(Data extracted from a collection)
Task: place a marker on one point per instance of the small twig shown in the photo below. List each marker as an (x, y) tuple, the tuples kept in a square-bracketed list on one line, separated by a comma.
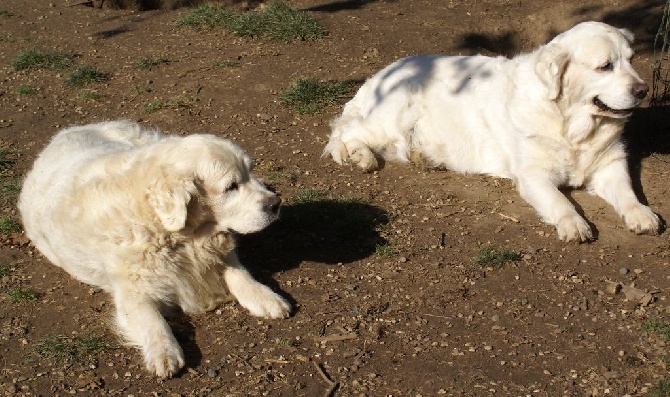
[(435, 315), (336, 338), (275, 361), (333, 385), (508, 217)]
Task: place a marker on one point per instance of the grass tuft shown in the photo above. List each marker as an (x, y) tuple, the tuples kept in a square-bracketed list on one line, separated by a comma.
[(19, 294), (10, 190), (36, 59), (26, 90), (6, 270), (278, 21), (309, 96), (660, 328), (308, 196), (385, 250), (89, 96), (84, 75), (6, 158), (662, 389), (62, 349), (9, 225), (491, 257), (150, 62)]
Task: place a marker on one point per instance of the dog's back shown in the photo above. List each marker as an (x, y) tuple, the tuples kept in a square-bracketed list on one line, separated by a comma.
[(60, 165)]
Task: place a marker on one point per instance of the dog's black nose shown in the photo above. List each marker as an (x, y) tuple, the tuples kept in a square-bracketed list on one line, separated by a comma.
[(273, 204), (640, 90)]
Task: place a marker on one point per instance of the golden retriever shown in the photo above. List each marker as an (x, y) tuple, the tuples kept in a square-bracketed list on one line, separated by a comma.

Do this >>
Reproduce all of the records above verbatim, leaving out the pictures.

Expected answer >>
Task: place a marker on one point per instance of the small twig shown in the photo below. List each marker as an (x, y) tuple, the tuples kept in a square-bracketed list on one line, separated by a comma.
[(435, 315), (336, 338), (275, 361), (333, 385), (508, 217)]
Task: place a marker on one point per instance of the grass tuft shown in the photo above. List each marker as an (x, y) tuple, the tuples kept in a square-bracketed list on one line, separated by a comma.
[(19, 294), (10, 190), (36, 59), (26, 90), (6, 270), (278, 21), (309, 96), (660, 328), (308, 196), (385, 250), (89, 96), (84, 75), (6, 158), (662, 389), (62, 349), (9, 225), (491, 257), (150, 62)]
Task: place a marker on one point per instance of the dog's back shown in the photo above. List each marker as an (x, y) tuple, the tuples kept in a square-bracketed list on one line, separated by a comma.
[(60, 165)]
Task: place a marker on one point per instance of the dog's black nose shown in the photo above. List each marker as an (x, y) tuple, the tuples kept in a square-bracketed list on one line, separated by a comma.
[(273, 204), (640, 90)]
Task: place a marker on one point per instance of the golden retriever shown in the photo above. List each marker as an (x, y) tuple, the tuples kept in a square-bracketed list on one line, separated by a comma.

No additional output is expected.